| DATASET CONTENT |
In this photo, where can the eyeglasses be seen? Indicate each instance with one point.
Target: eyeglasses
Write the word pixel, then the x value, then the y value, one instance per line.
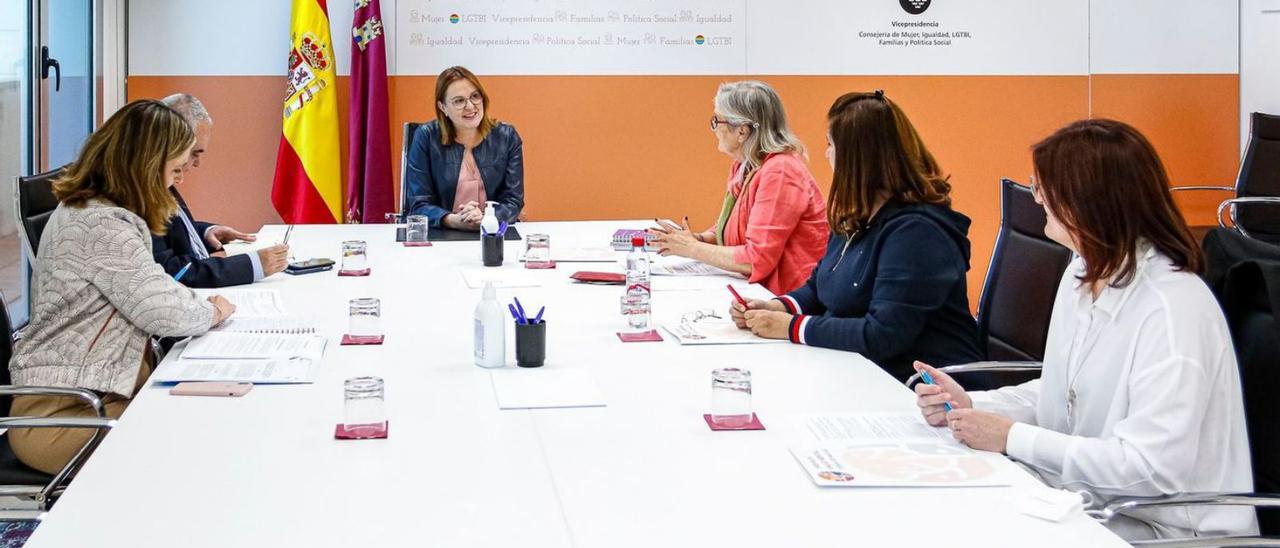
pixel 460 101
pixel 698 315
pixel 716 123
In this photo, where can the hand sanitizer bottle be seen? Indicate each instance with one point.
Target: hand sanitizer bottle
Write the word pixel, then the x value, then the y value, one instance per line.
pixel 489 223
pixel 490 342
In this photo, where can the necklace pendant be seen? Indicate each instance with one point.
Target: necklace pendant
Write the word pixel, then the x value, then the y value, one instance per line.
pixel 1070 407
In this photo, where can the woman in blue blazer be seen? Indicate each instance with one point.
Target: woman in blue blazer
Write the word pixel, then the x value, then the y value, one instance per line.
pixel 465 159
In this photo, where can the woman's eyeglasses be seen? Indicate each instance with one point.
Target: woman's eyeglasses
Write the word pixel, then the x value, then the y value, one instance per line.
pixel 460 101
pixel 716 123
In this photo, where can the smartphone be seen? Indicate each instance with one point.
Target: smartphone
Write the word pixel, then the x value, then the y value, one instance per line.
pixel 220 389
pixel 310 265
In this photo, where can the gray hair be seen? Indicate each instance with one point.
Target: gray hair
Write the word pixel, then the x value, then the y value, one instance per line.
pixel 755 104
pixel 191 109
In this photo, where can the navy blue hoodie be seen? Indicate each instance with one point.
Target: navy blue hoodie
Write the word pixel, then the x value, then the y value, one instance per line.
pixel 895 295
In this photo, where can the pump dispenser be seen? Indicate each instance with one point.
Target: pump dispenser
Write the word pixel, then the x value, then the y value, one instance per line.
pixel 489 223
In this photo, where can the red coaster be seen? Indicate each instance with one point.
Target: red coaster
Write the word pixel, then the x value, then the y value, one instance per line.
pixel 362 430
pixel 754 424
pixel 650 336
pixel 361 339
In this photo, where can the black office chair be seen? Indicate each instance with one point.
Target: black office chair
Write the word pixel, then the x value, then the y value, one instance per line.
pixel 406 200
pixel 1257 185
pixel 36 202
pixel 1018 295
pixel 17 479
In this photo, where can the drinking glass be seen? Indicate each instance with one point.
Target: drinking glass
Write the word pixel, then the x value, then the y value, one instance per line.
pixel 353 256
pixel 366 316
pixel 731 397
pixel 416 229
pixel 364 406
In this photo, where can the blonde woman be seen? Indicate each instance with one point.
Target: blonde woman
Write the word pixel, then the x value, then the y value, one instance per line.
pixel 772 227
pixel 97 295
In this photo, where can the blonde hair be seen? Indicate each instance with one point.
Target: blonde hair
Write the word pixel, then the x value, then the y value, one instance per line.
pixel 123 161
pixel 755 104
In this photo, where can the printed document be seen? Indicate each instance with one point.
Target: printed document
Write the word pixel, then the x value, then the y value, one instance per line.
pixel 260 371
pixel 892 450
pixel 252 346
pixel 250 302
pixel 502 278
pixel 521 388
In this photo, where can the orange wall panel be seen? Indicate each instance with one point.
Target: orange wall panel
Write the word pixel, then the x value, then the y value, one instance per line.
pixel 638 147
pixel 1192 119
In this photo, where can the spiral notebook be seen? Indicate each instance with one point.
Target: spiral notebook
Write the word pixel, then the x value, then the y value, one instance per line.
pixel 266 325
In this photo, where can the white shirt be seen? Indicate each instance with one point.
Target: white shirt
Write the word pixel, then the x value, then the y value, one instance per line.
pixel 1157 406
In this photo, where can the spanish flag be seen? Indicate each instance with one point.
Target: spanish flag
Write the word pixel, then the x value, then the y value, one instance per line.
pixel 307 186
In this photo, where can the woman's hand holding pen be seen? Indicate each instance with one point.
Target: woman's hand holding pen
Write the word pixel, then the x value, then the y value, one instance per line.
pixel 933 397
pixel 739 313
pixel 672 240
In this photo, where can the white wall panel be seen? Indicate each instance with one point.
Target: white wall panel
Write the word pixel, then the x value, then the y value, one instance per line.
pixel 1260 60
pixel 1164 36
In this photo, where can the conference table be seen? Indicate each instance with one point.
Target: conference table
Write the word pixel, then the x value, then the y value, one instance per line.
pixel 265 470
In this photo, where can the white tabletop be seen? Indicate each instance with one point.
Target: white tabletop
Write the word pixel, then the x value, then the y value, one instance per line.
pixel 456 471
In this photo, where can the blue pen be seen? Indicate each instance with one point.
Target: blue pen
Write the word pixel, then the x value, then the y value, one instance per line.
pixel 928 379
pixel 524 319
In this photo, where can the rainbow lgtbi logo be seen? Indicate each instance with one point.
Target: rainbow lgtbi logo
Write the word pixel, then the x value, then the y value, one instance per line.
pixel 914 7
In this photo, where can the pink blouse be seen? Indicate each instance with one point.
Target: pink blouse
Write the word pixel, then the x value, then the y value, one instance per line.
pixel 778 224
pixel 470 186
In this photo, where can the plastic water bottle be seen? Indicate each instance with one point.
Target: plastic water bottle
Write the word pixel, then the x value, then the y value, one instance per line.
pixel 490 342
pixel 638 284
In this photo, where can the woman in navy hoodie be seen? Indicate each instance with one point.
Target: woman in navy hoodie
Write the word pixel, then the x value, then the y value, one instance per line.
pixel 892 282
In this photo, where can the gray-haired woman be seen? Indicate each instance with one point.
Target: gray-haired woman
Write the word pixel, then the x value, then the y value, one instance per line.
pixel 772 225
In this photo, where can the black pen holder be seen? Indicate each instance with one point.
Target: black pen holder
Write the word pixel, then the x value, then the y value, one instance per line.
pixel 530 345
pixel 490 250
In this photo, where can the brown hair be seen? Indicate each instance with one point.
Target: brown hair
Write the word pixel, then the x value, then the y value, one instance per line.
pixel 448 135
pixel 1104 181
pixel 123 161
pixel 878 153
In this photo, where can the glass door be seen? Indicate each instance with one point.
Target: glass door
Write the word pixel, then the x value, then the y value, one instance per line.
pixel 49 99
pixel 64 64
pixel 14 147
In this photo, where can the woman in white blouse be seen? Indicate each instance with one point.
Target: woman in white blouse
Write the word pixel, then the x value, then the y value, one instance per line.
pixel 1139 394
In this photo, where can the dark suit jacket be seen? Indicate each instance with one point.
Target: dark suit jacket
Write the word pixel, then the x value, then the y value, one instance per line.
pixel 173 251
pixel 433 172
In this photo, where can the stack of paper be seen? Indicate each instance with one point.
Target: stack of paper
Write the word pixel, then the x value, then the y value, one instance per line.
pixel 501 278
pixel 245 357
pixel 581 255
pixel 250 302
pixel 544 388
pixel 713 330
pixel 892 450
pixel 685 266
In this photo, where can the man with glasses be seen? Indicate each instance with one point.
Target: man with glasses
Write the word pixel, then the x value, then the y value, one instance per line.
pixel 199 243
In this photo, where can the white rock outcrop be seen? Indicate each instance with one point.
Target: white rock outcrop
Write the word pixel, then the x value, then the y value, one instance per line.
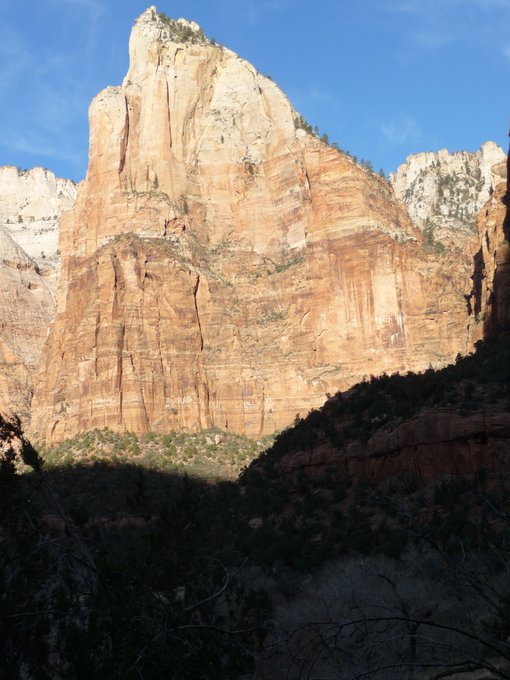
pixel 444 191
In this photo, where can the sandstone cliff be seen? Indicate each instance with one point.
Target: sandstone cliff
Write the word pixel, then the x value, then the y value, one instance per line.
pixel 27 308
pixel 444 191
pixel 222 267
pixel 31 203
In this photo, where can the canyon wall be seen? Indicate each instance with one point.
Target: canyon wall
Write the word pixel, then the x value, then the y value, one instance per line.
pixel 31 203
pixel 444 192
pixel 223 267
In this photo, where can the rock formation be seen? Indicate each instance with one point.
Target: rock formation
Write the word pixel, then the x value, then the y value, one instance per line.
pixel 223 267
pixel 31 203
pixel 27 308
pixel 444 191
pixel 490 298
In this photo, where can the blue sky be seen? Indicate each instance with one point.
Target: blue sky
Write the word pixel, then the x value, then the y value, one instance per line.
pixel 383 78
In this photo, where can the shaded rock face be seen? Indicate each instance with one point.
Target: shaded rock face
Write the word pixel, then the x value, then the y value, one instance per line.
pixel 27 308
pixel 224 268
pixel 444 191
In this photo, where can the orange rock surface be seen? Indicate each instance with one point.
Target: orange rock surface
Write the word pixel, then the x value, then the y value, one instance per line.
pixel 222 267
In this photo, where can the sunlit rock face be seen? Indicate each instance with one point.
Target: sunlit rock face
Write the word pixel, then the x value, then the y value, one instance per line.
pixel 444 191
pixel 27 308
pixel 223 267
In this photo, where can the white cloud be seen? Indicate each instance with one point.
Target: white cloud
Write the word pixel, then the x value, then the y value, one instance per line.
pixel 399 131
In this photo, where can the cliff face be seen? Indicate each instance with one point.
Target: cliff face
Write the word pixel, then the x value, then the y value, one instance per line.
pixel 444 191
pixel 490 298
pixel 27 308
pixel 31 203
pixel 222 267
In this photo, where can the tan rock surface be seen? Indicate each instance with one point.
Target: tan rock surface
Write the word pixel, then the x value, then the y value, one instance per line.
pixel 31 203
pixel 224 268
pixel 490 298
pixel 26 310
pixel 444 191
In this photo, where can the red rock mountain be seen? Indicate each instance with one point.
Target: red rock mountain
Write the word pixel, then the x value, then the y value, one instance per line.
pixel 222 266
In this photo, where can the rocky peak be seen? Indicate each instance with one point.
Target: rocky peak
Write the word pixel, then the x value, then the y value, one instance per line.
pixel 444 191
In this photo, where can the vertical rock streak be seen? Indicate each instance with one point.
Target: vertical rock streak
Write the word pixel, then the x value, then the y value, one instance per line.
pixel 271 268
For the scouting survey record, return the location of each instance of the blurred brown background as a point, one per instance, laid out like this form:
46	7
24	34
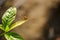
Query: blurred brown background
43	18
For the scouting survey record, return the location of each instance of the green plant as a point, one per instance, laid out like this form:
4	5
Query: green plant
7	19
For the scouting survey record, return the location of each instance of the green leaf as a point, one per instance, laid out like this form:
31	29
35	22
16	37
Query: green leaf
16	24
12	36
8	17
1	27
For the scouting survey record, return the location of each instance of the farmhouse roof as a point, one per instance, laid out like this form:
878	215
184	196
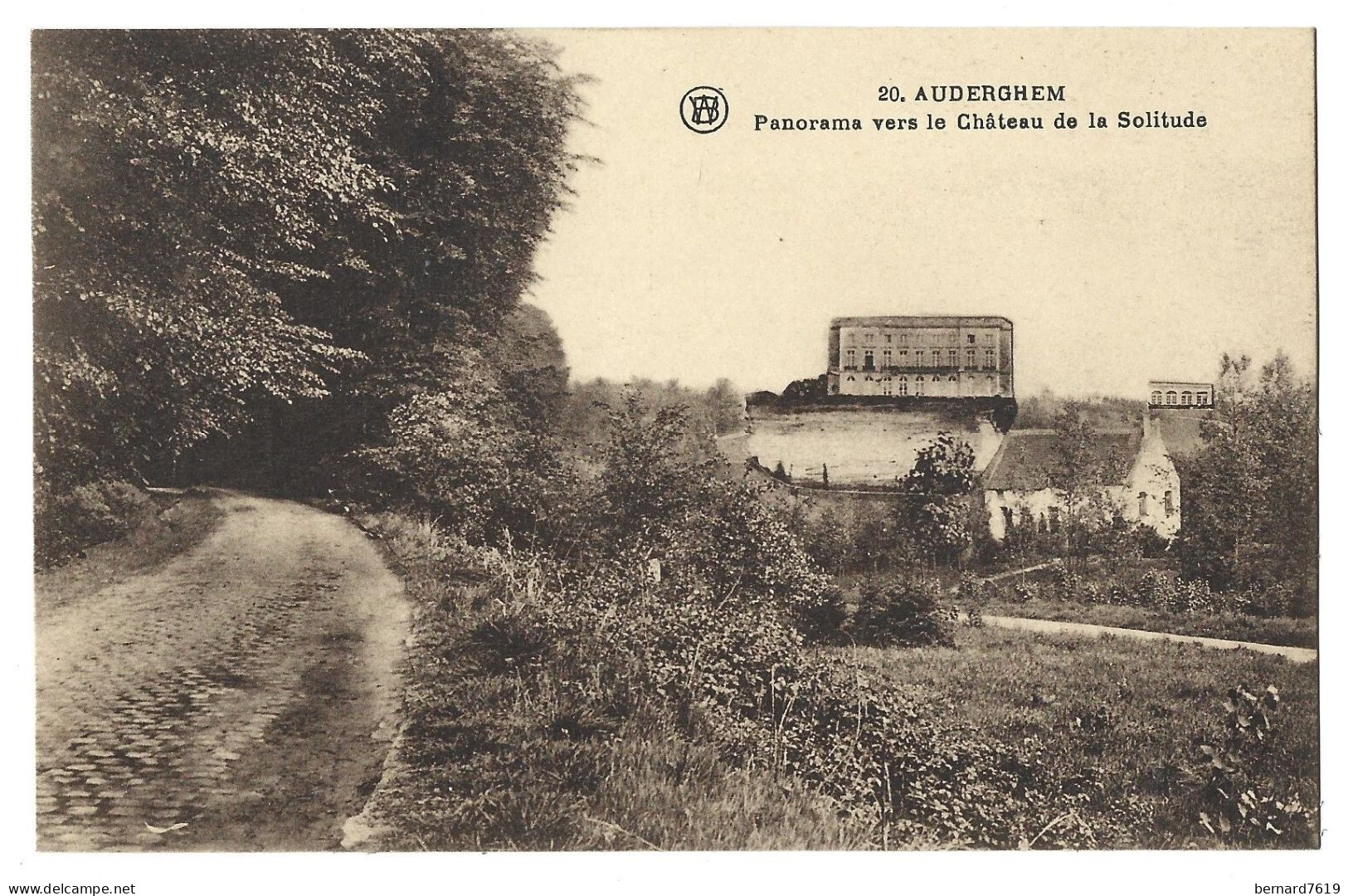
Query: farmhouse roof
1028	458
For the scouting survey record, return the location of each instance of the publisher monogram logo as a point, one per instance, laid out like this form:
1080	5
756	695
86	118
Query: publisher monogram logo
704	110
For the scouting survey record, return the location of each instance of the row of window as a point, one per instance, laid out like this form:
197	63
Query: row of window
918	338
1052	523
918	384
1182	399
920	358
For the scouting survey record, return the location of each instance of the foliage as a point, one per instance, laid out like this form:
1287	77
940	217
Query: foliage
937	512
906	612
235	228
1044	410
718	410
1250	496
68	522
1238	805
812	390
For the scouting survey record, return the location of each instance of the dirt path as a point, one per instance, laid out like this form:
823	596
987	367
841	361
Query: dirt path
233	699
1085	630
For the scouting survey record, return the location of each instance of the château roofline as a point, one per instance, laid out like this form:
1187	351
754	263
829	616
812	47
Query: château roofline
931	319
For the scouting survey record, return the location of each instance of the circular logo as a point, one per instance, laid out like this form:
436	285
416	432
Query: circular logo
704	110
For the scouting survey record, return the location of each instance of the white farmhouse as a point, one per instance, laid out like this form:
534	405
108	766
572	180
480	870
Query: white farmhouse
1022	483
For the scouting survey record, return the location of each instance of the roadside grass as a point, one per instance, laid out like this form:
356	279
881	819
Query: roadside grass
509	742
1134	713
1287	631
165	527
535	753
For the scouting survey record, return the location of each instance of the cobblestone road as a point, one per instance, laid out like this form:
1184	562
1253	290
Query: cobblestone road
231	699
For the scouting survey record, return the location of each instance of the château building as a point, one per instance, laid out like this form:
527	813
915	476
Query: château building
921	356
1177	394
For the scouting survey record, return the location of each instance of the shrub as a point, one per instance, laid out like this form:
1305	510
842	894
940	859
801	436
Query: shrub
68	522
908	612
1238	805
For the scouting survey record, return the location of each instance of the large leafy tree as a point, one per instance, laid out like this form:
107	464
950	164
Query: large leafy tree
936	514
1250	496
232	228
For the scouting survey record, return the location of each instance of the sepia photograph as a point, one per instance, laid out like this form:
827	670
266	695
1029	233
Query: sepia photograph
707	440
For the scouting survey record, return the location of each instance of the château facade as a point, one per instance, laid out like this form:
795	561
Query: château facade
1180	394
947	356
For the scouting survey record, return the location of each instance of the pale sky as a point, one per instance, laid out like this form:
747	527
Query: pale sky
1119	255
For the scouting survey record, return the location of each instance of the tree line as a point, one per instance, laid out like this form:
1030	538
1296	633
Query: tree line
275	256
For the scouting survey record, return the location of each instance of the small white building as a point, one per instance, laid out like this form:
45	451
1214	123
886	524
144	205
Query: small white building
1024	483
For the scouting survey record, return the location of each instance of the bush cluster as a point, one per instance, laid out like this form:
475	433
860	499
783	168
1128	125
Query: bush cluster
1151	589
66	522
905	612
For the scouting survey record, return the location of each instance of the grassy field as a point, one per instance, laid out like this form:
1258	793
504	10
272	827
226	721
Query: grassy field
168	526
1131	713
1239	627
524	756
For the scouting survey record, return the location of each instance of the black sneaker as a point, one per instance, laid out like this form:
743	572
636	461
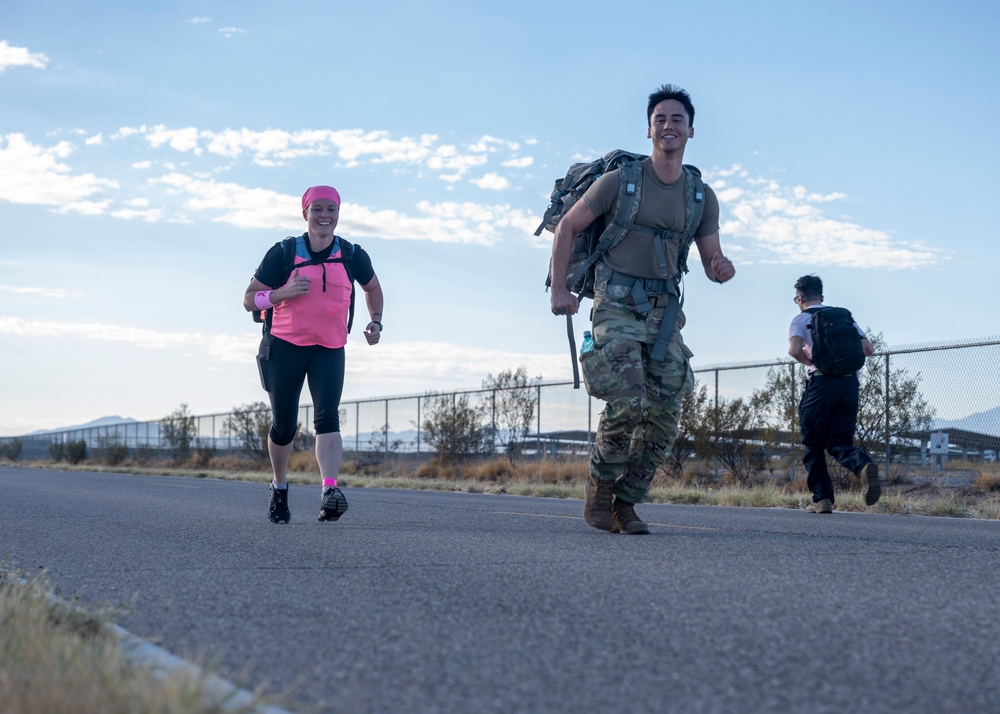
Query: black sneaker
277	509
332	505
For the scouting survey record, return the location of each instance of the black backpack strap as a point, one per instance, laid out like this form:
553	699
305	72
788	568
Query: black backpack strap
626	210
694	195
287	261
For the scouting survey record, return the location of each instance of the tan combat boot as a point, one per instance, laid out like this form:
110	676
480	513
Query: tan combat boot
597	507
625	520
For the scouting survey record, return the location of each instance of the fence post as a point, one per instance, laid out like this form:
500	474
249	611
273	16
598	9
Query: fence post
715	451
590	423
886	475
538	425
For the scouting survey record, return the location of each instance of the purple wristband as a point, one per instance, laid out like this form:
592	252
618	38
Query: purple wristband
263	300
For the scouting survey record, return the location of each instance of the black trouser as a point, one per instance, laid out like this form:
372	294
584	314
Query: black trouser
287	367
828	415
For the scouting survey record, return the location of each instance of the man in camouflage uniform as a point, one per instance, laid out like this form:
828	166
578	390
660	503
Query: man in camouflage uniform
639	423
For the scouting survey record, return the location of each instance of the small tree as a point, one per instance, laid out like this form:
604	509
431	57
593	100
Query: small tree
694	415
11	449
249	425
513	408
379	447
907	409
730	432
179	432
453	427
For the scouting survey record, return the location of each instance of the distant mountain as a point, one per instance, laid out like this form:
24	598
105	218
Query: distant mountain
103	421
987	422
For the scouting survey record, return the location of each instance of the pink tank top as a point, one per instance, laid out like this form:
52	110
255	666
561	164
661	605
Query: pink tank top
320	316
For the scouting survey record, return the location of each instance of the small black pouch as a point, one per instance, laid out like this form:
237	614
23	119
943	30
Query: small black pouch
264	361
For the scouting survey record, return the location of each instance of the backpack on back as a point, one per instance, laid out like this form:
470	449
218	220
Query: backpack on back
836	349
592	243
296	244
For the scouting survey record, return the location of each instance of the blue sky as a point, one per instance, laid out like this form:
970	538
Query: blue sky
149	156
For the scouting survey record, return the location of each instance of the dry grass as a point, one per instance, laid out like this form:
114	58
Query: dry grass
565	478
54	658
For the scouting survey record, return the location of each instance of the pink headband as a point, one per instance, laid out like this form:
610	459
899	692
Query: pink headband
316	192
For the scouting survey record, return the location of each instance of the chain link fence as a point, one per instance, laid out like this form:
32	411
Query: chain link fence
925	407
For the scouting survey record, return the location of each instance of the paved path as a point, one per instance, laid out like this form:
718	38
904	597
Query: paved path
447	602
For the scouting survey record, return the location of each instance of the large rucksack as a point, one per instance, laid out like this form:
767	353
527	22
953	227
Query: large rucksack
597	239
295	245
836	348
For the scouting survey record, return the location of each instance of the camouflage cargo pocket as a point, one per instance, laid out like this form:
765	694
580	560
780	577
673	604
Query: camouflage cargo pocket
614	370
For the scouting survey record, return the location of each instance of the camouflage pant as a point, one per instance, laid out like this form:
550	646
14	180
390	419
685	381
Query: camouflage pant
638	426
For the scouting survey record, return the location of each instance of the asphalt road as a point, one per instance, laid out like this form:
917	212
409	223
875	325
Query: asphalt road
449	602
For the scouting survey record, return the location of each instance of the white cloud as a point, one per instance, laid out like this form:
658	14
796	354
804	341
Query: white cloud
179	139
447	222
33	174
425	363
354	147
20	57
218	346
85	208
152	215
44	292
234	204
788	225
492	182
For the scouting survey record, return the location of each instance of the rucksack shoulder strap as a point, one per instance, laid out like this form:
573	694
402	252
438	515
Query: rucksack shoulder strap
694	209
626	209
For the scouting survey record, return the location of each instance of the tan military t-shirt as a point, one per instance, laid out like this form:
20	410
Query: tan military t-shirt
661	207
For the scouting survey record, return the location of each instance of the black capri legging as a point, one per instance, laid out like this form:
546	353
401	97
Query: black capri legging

| TASK PROMPT |
Look above for the line containing "In this photo, where can the red coaster" and the line containing "Target: black office chair". Transcribe both, with the lines between them, exactly.

| TASK OUTPUT |
In this photo, where can the red coaster be seen? Indicate each instance with one point.
Target: red coaster
Write the word pixel, then the x value, then the y value, one instance per line.
pixel 362 430
pixel 754 424
pixel 650 336
pixel 361 339
In this photo, where can the black office chair be seen? Indicate each instance with one point.
Target: black office chair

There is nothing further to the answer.